[Opening STORED DATA section]

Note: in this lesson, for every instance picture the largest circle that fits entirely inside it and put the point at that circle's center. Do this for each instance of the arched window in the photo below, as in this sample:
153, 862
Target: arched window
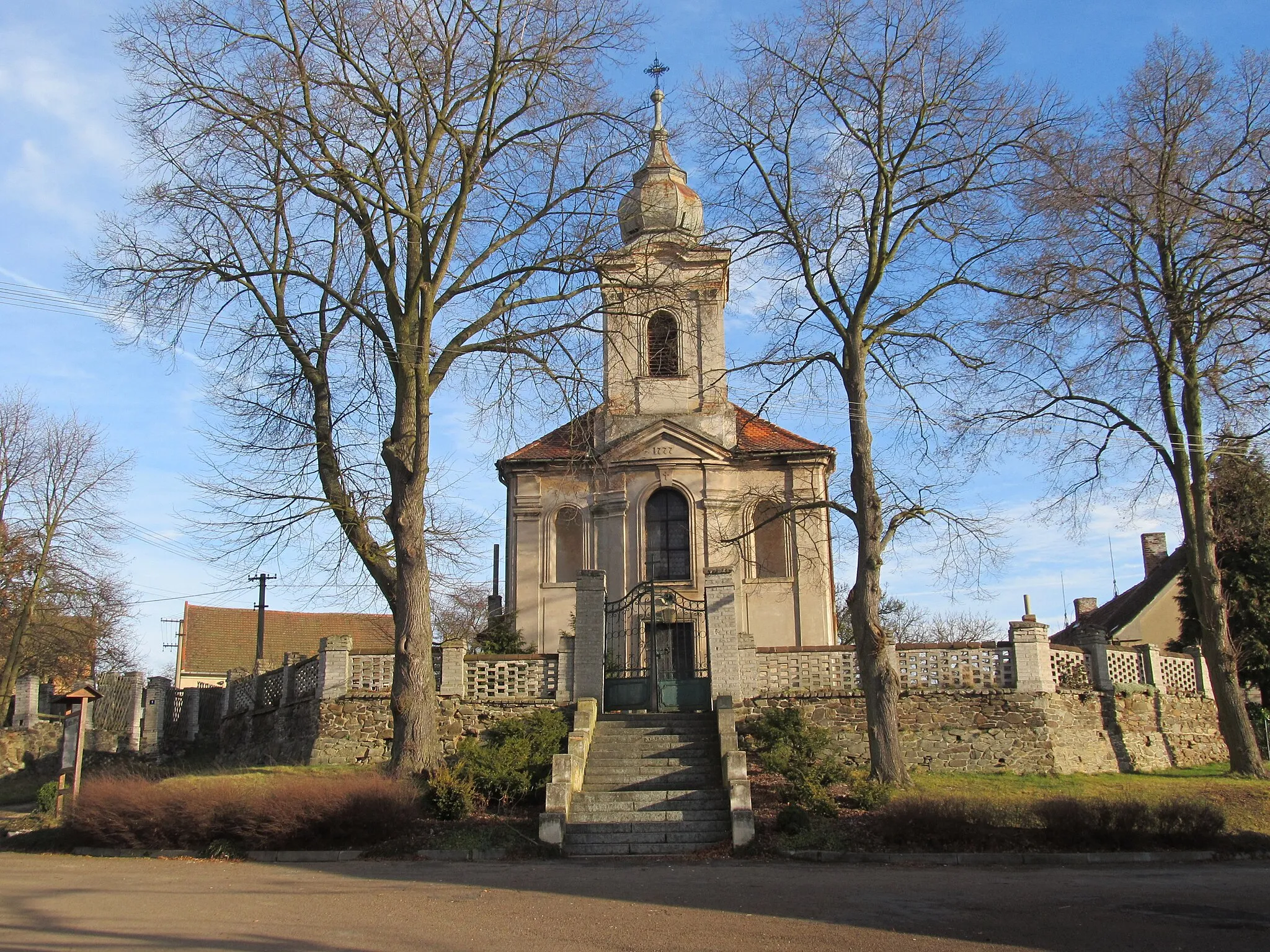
771, 553
664, 346
667, 536
569, 544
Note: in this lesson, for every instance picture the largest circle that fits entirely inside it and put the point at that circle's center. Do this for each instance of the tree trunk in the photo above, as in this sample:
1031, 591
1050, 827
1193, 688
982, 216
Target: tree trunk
1220, 653
878, 676
415, 743
13, 659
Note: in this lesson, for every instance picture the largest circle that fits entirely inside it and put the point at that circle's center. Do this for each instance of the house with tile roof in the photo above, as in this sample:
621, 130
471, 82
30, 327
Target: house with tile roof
1147, 614
668, 479
216, 640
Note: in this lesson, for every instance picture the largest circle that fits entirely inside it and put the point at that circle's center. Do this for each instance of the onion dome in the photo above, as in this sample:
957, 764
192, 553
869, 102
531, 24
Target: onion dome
660, 205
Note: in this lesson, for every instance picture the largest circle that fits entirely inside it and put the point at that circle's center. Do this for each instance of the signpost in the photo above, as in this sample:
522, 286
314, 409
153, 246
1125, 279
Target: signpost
73, 763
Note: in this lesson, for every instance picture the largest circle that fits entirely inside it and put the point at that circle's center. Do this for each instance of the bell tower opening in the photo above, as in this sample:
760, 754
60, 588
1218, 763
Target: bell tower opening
664, 346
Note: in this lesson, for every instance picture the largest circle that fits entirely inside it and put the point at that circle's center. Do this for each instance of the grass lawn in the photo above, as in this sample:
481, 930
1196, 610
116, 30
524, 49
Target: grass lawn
1246, 803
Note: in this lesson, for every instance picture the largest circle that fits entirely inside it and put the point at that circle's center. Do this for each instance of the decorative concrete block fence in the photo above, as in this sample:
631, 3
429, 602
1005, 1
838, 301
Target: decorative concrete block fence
1021, 703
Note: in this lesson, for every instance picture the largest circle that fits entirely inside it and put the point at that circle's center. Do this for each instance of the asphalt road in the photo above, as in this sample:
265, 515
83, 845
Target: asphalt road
76, 903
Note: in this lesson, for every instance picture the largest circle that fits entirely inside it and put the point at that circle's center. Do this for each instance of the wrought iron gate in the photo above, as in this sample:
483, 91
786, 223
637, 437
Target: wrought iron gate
655, 655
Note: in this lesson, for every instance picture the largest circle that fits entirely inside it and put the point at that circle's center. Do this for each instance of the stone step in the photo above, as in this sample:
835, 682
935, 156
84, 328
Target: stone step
721, 826
653, 742
573, 838
651, 767
657, 718
646, 738
633, 848
662, 764
647, 815
642, 798
667, 785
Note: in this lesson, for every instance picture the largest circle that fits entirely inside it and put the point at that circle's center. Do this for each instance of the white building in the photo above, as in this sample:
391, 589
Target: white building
659, 480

[Closing STORED DATA section]

YOUR INSTRUCTIONS: Without any pictures, please reproduce the full set of entries.

ANSWER TO THIS EXERCISE:
Note: in this lesson, for every instance picture the largest circle that fits entirely inside it and put the point at that circle's center. Do this for each instance of the arched window in the photo below, as in this sample:
153, 862
Target: arched window
771, 553
664, 346
667, 536
569, 544
Note: in this lesson, for every instance picture the largest circle that fits entirely inside it and put the point at that circle's center. Do this for each instance of the tree trunk in the photo above, as in this sample:
1031, 591
1050, 827
1193, 688
982, 216
Target: tree trunk
1220, 653
878, 676
415, 743
13, 659
Note: in this lesson, for every instance picture the largest circle that fits entirely inside it and put the point at that circle's center. Do this for each instance of the house with tile roof in the photo above, as in this sample:
621, 130
471, 82
30, 327
Target: house with tile roof
1147, 614
668, 479
216, 640
Note: in this lesson, for every instance picture the largest circle that fits entirely inside it and put the point at that circle's center. Do this for each instance of the onion dome in the photo above, as in this sample:
957, 764
192, 553
869, 102
531, 24
Target: onion dome
660, 205
Note: in this lesson, for every instance picture the largest circle that fits entirely inside it and put the point at that circle's center. Do this for each instance of the signpost in the photo above, as in this sample:
522, 286
314, 409
153, 246
1125, 279
Target: signpost
73, 763
Note: in this lesson, for every instance picture the largest circle that fits entirely inside it and put the point at that circle's center. Do this for each instance of the bell tower opening in the photo above, as in this sample:
760, 754
60, 588
1218, 763
Target: bell tower opening
664, 346
Note: in this lesson, for every instance picture the largest circle that fits entirely inside it and put the point at that circle's center. Do this for each instance of the grass lawn in the photo above, as in this sample:
481, 930
1196, 610
116, 30
524, 49
Target: grass lawn
1246, 803
Note: in this lesson, for every instance picture the largest circle that fits entirely inside it and put the point at that circle's center. Do this for each instance of the decorative concrete block fence in the photo above, as in this sample:
631, 3
429, 602
1005, 1
838, 301
Target: decorative concrete block fence
1021, 703
Note: in this lesson, for every instance picture the largest circle that fits entirely inside it and put the point at that circle's center. Do this for each instance of the asphalt road in the photo above, as in this sample:
265, 515
83, 845
Target: asphalt road
76, 903
Note: in this lesson, for every instance picture the largest circle that fits entirely inside it and put the point at that circle's center. Do this for each instance of the wrought iron gate in the photo above, as in this sample:
483, 91
786, 223
637, 437
Target: wrought iron gate
655, 655
Note: in this lesson, for every instance picture the largest circle that fits entirely inside it and put the point at that circle's center. Do this for each instance of the stone step in the photo above, as in this sample:
835, 682
935, 156
84, 328
Target: stone step
721, 826
653, 742
573, 838
651, 767
657, 718
646, 738
633, 848
662, 764
647, 815
642, 798
667, 785
Note: in this lesson, for every instance picture the largest circle that fits entirely inside it and put the point at that circle's center. Do this for each instance of the white building in the photo above, as in this sample:
391, 589
Target: white building
659, 480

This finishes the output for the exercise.